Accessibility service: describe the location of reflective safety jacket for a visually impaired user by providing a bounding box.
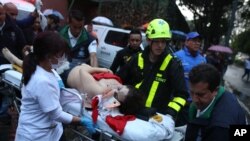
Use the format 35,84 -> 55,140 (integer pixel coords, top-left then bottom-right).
117,47 -> 188,117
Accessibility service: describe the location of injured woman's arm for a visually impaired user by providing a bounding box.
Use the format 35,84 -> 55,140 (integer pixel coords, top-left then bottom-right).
2,48 -> 121,99
67,64 -> 122,99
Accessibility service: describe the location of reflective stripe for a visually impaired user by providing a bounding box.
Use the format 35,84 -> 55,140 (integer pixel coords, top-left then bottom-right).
173,97 -> 186,106
168,102 -> 181,112
160,54 -> 173,71
146,81 -> 159,107
156,73 -> 162,77
138,53 -> 144,69
135,53 -> 173,108
135,81 -> 142,89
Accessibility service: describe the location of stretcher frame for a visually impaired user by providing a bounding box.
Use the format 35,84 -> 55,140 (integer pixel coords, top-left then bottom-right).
0,69 -> 123,141
61,88 -> 125,141
0,67 -> 184,141
0,69 -> 21,114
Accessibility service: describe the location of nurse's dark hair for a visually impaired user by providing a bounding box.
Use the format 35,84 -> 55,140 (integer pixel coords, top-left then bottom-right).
189,64 -> 221,91
119,85 -> 145,115
129,28 -> 142,37
22,31 -> 68,85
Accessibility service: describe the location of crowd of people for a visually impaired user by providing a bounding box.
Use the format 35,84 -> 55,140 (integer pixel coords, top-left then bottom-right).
0,3 -> 249,141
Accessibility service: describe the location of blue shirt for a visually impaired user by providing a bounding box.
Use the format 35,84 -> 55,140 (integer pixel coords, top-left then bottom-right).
175,47 -> 207,101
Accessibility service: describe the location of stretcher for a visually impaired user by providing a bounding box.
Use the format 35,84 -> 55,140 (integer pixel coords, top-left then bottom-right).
0,64 -> 22,113
60,89 -> 184,141
1,67 -> 184,141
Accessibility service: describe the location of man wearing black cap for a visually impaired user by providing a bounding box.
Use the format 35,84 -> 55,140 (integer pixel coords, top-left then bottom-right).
175,32 -> 206,124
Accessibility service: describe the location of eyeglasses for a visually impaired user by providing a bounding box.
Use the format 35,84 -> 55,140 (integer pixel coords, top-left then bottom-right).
190,90 -> 210,97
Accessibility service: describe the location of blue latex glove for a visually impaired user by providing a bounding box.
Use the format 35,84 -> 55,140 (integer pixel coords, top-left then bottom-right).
81,116 -> 96,134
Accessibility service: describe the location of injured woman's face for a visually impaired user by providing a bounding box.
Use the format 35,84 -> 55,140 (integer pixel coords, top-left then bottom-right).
114,85 -> 129,102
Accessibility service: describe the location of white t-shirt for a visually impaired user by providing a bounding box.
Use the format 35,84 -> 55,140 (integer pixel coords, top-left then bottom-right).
16,66 -> 72,141
88,40 -> 97,53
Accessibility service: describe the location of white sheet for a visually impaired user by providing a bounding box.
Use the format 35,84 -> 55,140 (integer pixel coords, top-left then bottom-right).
0,70 -> 184,141
61,88 -> 183,141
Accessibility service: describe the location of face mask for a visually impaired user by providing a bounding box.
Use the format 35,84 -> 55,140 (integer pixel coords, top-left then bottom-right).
51,54 -> 66,69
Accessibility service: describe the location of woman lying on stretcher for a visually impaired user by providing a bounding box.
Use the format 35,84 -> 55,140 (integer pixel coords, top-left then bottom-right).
2,48 -> 165,120
3,47 -> 174,139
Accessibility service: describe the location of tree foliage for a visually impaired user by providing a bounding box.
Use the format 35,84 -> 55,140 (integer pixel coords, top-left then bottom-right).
101,0 -> 189,32
180,0 -> 232,49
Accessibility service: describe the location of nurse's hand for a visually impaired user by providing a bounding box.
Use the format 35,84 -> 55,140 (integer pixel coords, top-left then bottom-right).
80,116 -> 96,134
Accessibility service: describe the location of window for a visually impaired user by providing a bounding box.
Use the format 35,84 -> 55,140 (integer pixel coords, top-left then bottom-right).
105,31 -> 129,48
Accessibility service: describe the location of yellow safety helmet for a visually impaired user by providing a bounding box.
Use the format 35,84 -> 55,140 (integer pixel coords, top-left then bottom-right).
146,19 -> 172,39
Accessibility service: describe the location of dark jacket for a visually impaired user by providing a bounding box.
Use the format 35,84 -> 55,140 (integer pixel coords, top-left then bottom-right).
185,92 -> 246,141
110,46 -> 141,73
117,47 -> 188,117
0,15 -> 26,64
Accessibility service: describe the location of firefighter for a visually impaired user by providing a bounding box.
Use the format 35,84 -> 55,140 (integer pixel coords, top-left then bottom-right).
117,19 -> 188,125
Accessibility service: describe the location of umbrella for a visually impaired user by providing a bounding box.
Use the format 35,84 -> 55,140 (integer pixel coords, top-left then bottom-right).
0,0 -> 35,20
43,9 -> 64,20
208,45 -> 233,54
92,16 -> 114,26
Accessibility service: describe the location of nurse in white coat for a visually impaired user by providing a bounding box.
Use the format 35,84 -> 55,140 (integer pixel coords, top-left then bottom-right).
15,32 -> 95,141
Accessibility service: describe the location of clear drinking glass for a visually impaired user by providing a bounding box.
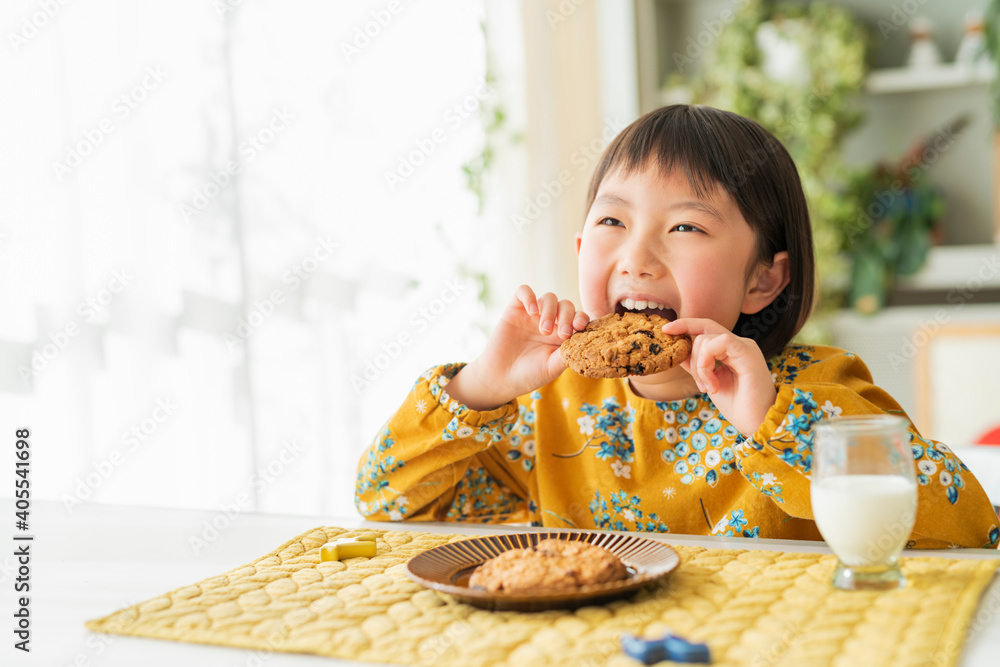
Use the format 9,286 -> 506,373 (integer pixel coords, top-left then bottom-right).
812,415 -> 917,590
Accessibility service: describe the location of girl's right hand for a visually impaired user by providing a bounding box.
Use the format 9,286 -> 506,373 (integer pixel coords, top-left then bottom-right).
447,285 -> 590,410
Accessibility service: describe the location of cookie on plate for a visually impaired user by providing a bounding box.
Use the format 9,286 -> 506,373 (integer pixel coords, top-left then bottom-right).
469,539 -> 628,592
559,311 -> 691,379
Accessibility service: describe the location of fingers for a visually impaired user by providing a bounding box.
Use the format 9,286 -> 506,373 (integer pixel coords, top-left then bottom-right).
681,331 -> 767,394
514,285 -> 538,315
514,285 -> 590,339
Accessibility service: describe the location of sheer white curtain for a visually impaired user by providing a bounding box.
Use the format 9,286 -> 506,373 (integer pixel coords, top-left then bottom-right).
0,0 -> 519,514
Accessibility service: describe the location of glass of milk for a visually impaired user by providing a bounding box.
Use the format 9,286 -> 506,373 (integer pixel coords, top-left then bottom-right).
811,415 -> 917,590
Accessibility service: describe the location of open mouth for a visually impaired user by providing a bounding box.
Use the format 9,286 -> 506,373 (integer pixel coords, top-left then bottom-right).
615,299 -> 677,322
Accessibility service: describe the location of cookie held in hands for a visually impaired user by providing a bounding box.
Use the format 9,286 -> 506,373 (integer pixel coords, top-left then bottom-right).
559,312 -> 691,379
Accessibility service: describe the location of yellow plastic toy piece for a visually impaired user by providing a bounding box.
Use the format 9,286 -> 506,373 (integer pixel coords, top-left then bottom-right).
319,533 -> 376,561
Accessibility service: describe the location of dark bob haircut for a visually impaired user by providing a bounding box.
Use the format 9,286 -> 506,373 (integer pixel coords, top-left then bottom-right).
586,104 -> 816,358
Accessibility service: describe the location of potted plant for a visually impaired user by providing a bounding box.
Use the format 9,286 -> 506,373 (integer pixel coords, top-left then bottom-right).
985,0 -> 1000,243
841,115 -> 969,314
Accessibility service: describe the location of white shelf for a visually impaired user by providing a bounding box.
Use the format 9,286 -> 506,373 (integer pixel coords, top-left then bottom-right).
866,62 -> 996,95
896,244 -> 1000,290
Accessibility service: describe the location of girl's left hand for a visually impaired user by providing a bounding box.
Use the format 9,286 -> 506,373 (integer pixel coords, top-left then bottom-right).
663,318 -> 778,438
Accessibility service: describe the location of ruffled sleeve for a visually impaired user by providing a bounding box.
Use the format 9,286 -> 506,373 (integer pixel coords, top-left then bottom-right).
354,364 -> 528,522
736,346 -> 1000,548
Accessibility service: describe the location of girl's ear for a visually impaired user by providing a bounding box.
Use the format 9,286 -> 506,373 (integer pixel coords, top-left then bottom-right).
744,252 -> 791,315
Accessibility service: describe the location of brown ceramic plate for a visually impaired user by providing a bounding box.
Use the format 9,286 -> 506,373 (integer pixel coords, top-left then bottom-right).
406,531 -> 681,611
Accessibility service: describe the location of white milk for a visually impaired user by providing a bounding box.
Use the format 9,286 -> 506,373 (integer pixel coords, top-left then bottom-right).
812,475 -> 917,566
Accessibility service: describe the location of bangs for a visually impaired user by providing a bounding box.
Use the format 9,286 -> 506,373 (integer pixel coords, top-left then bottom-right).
586,105 -> 776,222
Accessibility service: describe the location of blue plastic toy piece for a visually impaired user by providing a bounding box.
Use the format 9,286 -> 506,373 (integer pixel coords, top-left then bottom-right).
622,635 -> 712,665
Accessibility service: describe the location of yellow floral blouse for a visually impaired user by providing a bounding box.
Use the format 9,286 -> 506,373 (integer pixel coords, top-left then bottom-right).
----------
**Task instructions**
Lay out the listing from its first line through the line containing "22,31 -> 68,85", both ends included, as a Markdown table with the columns Row and Line, one numbered row per line. Skip blank lines and leave the pictures out.

**Output for this exercise**
| Row | Line |
|---|---|
| 1 | Accessibility service: describe the location of reflective safety jacket for a visually impaired user by providing a bounding box. |
| 2 | Use the format 35,84 -> 55,140 (integer pixel coords, top-left then bottom-right). |
| 3 | 117,47 -> 188,117 |
| 4 | Accessibility service: describe the location of injured woman's arm for a visually impaired user by providing a bounding box. |
| 5 | Use the format 35,84 -> 55,140 (integer pixel coords, top-left then bottom-right). |
| 6 | 2,48 -> 121,99 |
| 7 | 67,64 -> 122,99 |
| 8 | Accessibility service: describe the location of reflective stripe for a visually impaired user by providing a bounding box. |
| 9 | Use the format 35,84 -> 55,140 (integer pixel coords, top-left then bottom-right). |
| 10 | 173,97 -> 186,106 |
| 11 | 168,102 -> 181,112 |
| 12 | 160,54 -> 173,71 |
| 13 | 146,81 -> 159,107 |
| 14 | 156,73 -> 162,77 |
| 15 | 138,53 -> 144,69 |
| 16 | 135,53 -> 173,108 |
| 17 | 135,81 -> 142,89 |
| 18 | Accessibility service: describe the location of stretcher frame for a visually impaired user by providing a bounding box. |
| 19 | Use the format 35,84 -> 55,140 (integer pixel coords, top-left then bottom-right). |
| 20 | 0,69 -> 123,141 |
| 21 | 61,88 -> 125,141 |
| 22 | 0,67 -> 184,141 |
| 23 | 0,69 -> 21,114 |
| 24 | Accessibility service: describe the location of nurse's dark hair for a visually impaired user by providing a bounding box. |
| 25 | Use the format 35,84 -> 55,140 (integer pixel coords, top-left then bottom-right). |
| 26 | 189,64 -> 221,91 |
| 27 | 119,85 -> 145,115 |
| 28 | 129,28 -> 142,37 |
| 29 | 22,31 -> 68,85 |